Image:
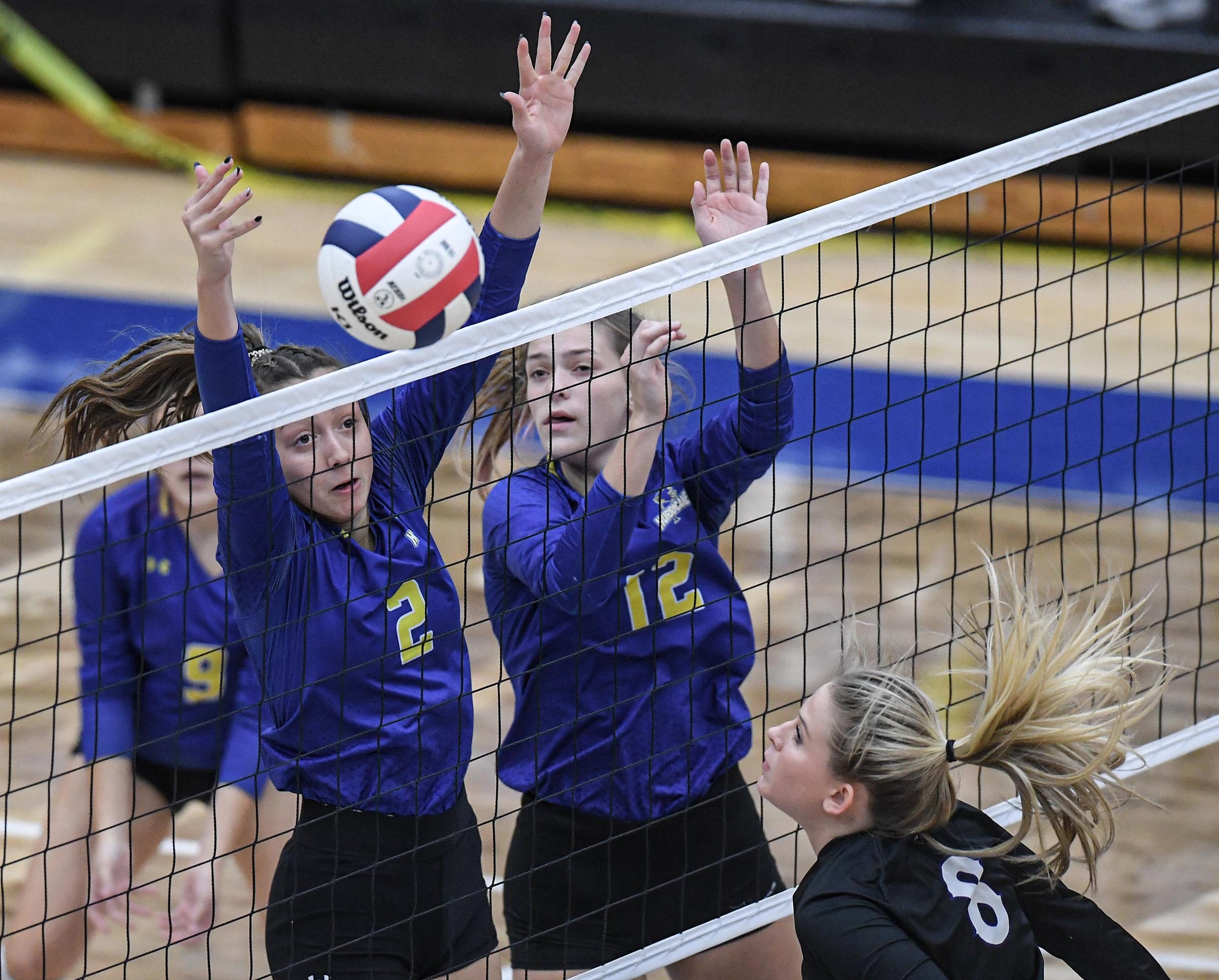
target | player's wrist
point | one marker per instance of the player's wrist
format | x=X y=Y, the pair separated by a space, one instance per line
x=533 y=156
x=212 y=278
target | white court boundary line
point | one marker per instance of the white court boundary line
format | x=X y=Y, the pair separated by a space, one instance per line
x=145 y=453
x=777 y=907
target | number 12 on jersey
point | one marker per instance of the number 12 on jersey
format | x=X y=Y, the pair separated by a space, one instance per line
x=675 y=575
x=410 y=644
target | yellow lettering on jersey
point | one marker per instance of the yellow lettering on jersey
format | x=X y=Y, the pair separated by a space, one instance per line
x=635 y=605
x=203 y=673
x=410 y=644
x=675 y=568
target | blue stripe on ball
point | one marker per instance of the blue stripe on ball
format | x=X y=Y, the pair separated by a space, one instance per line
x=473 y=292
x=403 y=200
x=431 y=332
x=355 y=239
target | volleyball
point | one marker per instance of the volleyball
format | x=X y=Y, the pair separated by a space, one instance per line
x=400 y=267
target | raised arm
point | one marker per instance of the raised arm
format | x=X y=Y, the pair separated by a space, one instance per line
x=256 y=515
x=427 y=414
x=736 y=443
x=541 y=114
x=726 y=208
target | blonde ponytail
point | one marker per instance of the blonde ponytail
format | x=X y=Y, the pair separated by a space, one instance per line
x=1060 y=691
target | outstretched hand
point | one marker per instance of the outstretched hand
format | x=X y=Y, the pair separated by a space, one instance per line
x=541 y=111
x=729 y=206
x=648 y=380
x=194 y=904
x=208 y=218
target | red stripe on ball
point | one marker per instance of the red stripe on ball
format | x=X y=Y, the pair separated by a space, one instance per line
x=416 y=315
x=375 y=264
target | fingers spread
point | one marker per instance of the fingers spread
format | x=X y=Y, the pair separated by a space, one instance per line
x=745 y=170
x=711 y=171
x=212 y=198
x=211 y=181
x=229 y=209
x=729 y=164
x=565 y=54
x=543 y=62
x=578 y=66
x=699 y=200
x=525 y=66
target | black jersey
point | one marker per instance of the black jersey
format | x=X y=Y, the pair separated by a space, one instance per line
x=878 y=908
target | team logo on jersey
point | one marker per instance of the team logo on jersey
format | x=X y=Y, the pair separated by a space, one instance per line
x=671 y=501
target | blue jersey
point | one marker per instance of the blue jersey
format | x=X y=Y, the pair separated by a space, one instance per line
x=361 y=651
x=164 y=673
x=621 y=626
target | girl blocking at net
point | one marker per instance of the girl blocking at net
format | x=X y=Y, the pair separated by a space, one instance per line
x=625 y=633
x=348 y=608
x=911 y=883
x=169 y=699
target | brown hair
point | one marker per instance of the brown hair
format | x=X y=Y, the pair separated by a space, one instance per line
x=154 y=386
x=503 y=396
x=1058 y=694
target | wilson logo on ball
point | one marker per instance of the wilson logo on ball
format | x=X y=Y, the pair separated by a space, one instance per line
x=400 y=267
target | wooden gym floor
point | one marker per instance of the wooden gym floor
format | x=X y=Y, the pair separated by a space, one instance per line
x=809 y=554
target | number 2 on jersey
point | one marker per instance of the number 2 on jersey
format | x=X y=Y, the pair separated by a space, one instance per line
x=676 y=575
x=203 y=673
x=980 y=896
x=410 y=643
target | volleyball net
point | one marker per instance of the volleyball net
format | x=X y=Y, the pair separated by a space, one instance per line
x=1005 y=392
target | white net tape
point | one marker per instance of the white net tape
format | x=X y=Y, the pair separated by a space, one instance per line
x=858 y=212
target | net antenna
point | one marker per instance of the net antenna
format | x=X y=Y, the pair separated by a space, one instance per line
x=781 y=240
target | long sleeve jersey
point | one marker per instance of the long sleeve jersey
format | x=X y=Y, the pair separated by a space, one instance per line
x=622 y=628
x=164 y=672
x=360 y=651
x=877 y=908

•••

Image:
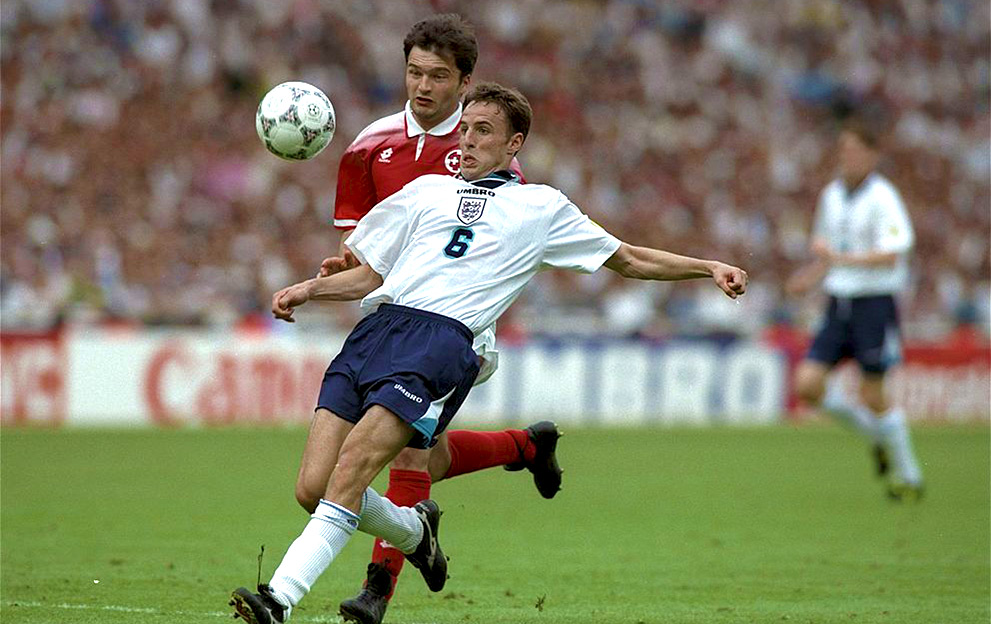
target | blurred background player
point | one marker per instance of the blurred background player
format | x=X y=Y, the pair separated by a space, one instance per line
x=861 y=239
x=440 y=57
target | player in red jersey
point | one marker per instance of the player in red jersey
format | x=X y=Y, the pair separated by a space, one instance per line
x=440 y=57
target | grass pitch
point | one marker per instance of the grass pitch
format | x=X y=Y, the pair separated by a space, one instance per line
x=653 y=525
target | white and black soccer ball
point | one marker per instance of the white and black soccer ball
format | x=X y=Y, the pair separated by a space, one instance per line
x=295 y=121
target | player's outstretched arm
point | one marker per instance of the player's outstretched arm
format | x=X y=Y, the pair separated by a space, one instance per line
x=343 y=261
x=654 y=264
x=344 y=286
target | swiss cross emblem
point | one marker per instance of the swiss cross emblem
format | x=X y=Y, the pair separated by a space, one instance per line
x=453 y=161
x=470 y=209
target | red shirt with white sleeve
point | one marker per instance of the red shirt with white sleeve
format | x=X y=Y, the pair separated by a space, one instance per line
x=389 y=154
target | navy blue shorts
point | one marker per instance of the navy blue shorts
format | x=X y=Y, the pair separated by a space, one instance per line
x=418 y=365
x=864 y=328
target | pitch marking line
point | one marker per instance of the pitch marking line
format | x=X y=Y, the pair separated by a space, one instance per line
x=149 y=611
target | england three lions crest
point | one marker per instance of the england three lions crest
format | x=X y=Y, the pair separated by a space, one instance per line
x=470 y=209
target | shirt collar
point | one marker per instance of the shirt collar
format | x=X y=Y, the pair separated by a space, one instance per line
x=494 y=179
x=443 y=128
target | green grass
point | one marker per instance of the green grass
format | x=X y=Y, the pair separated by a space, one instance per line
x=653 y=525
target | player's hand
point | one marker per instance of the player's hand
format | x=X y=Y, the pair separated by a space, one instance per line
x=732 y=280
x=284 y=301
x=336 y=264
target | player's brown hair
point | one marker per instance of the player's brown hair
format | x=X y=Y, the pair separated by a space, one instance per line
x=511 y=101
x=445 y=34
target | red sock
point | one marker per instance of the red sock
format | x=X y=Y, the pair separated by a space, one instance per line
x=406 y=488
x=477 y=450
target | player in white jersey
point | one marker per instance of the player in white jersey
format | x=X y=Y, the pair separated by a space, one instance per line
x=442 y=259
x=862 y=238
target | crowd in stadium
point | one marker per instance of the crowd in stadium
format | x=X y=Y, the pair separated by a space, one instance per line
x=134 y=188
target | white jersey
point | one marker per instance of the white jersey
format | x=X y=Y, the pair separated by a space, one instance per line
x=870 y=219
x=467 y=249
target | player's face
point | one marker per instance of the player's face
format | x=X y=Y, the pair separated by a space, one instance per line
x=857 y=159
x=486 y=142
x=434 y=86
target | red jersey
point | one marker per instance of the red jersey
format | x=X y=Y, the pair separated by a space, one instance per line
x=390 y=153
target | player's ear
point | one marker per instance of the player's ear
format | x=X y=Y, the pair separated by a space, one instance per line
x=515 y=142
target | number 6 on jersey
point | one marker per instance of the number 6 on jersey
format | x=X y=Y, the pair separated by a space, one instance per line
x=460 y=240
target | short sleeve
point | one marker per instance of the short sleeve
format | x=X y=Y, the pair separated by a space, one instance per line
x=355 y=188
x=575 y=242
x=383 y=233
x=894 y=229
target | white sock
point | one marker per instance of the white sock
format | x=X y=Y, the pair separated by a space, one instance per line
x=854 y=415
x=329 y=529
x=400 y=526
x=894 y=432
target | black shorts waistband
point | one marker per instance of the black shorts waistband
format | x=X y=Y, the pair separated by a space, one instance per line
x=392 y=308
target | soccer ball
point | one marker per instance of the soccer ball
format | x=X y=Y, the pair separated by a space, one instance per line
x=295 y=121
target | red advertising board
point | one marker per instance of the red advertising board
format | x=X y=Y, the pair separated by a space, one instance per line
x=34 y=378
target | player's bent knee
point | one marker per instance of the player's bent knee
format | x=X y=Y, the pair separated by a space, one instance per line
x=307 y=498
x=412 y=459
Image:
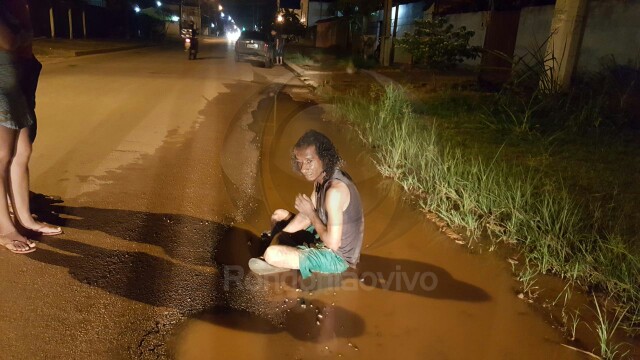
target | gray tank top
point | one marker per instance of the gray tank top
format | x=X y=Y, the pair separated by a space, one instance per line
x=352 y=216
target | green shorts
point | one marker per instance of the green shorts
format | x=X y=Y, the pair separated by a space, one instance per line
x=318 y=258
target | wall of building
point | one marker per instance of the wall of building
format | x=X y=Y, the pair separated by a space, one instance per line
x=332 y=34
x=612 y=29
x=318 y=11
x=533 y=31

•••

Problema proposto:
Modifica le righe a partire da quella che contiene "target | raised arm" e fermati dopo quella che contiene "x=208 y=218": sostituisci "blonde ponytail" con "red ponytail" e lascia tutto il resto invariato.

Soluzione scritta:
target | raised arm
point | one marker per instance of the raised arm
format | x=X y=Y, the pair separated by a space, one instance per line
x=256 y=515
x=427 y=414
x=736 y=443
x=541 y=114
x=726 y=208
target | red ponytail
point | one marker per instance of the red ponytail
format | x=X y=Y, the pair separated by a space, one instance per line
x=1060 y=691
target | outstretched hand
point | one marker per instance of the outstretched hand
format | x=X y=Y, the pair separated by a space, one instance per line
x=541 y=111
x=729 y=206
x=648 y=380
x=194 y=904
x=208 y=218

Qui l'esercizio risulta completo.